DATA LISTING
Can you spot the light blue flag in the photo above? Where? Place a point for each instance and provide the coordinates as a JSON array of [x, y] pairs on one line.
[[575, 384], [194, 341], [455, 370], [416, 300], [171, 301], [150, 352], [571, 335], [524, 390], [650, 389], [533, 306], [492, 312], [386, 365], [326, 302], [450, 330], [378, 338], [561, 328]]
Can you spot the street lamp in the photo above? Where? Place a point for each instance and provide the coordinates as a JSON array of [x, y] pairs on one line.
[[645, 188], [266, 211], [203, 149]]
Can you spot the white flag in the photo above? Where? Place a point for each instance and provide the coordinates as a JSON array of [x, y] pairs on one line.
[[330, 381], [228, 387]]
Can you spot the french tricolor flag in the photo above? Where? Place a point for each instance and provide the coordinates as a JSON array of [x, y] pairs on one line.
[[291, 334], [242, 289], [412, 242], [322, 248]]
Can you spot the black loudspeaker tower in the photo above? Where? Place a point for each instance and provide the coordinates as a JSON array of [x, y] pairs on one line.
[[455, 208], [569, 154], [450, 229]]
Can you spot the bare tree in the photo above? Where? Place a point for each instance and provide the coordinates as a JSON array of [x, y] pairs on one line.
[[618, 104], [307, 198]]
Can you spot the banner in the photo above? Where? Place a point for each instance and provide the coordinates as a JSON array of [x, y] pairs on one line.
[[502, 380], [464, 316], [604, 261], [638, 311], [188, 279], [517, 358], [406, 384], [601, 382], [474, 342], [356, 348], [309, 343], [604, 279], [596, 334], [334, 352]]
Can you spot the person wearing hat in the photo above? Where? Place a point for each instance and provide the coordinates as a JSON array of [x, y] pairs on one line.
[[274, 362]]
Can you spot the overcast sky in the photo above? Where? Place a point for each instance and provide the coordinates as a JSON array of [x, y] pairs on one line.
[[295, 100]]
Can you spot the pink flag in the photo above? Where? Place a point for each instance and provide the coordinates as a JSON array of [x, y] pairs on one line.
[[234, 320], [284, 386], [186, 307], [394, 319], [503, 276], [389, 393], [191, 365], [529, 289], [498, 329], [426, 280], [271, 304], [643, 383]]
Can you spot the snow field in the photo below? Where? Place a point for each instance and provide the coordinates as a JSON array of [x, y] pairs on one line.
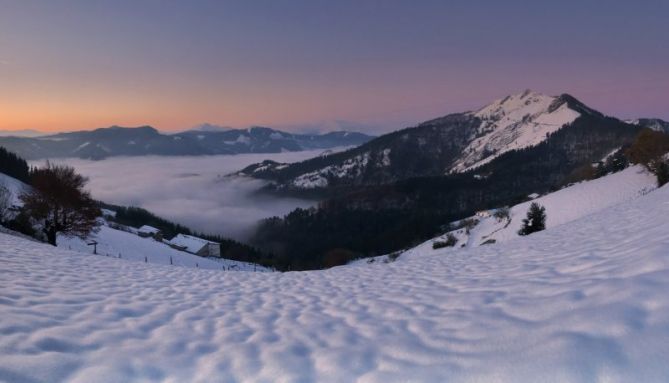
[[580, 302], [563, 206]]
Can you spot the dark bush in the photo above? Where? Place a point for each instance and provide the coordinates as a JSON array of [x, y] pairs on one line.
[[535, 221]]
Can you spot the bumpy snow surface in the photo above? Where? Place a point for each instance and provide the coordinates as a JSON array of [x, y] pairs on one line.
[[581, 302]]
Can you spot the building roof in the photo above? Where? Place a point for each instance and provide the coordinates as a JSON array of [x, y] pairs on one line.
[[190, 243], [148, 229]]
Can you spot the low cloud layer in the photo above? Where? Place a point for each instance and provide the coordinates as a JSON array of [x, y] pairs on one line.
[[190, 190]]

DIRECTIONS FOR THIS TASK
Copy the rows above word for word, from the first row through the line containing "[[645, 188], [266, 211], [203, 149]]", with both of those lines included.

WRITTEN REPLY
Can you spot the light blue flag in the photo above? Where? Place a point for each instance and provide the coordinates as a JSON array of [x, y] pairs on one line.
[[575, 384], [194, 341], [455, 370], [416, 300], [171, 301], [150, 352], [571, 335], [524, 390], [650, 389], [533, 306], [492, 312], [386, 365], [326, 302], [450, 330], [378, 338], [561, 328]]
Can you spot the street lamp in the photo above? Where? Place a point for each instance and provide the coordinates as a JSON array of [x, y] pairs on one line.
[[645, 188], [266, 211], [203, 149]]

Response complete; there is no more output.